→ **PROBLEM DESCRIPTION**
According to the excerpted passage, what was the only significant predictor associated with more positive outcomes on multivariate analysis?

→ **EXCERPTED PASSAGE**
- Opening Delimiter -
In the present study, overall cumulative 5-year incidences were 11.8% for cardiac death, 25.6% for all-cause death, and 46.7% for MACE, which might be higher than in previous studies.2224 Another multicenter registry reported a rate of all-cause death after RA of 5.0% at 1 year and 9.5% at 2 years.13 This difference might be explained by the fact that the present subjects included more high-risk patients who were elderly (mean age, 70 years) with high prevalences of DM (60.0%) and hemodialysis (27.7%). In addition, the incidence of MACE was principally driven by TVR during approximately the first year, then increased gradually. This may be attributable to in-stent restenosis diagnosed on scheduled follow-up coronary angiography. In a recent study based on data from a large registry, middle-term survival was worse in the RA group compared with PCI without RA, and this survival disadvantage remained after correction for important factors.12 Based on those and the present results, it is important to note that patients with calcific coronary lesions are at high risk for the development of worse outcomes when intervention includes RA.

Regarding clinical predictors of worsened cardiac mortality following RA, age, DM, hemodialysis, CKD and low LVEF were the only significant strong predictors. Eftychiou et al also showed that DM and ACS presentation were significant predictors of cardiac events, including cardiac death by 22 months of follow-up.23 Kawamoto et al recently reported hemodialysis as the strongest predictor of MACE at 2-year follow-up.13 Kyono et al also reported that both angiographic and clinical outcomes were still suboptimal for highly complex, severely calcified lesions requiring RA in patients with hemodialysis, even when using DES.25 The present study provides one of the largest sets of observational data with the longest follow-up period, and confirms a 21.5% rate of cardiac death, similar to other registry data from smaller samples with shorter follow-up. In contrast, statin use was the only significant predictor associated with more positive outcomes on multivariate analysis. Statins are very well known to reduce cardiovascular events and mortality in patients with coronary artery disease or at high risk of cardiovascular disease. In a serial coronary IVUS study, Puri et al reported that patients with coronary artery disease who are treated with statins have an increased rate of coronary calcification, an effect that is independent of plaque progression or regression.26 They concluded that calcium within the coronary arteries is not necessarily all the same; rather, the interpretation of calcified lesions likely depends on the context and duration of therapy, as well as on the specific clinical situation. In other words, we thus believe that significant differences exist in calcium morphology within a coronary artery wall between statin use and non-statin use. Further investigation using different modalities is needed to more accurately assess calcium morphology within the arterial wall during PCI as a means of honing risk prediction for future cardiovascular events.
- Closing Delimiter -
→ **DATA EXTRACT**
- Opening Delimiter -
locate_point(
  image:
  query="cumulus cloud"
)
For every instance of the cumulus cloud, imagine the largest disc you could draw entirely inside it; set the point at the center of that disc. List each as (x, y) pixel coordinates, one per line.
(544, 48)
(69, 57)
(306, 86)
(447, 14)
- Closing Delimiter -
→ **ANSWER SPACE**
Statin use.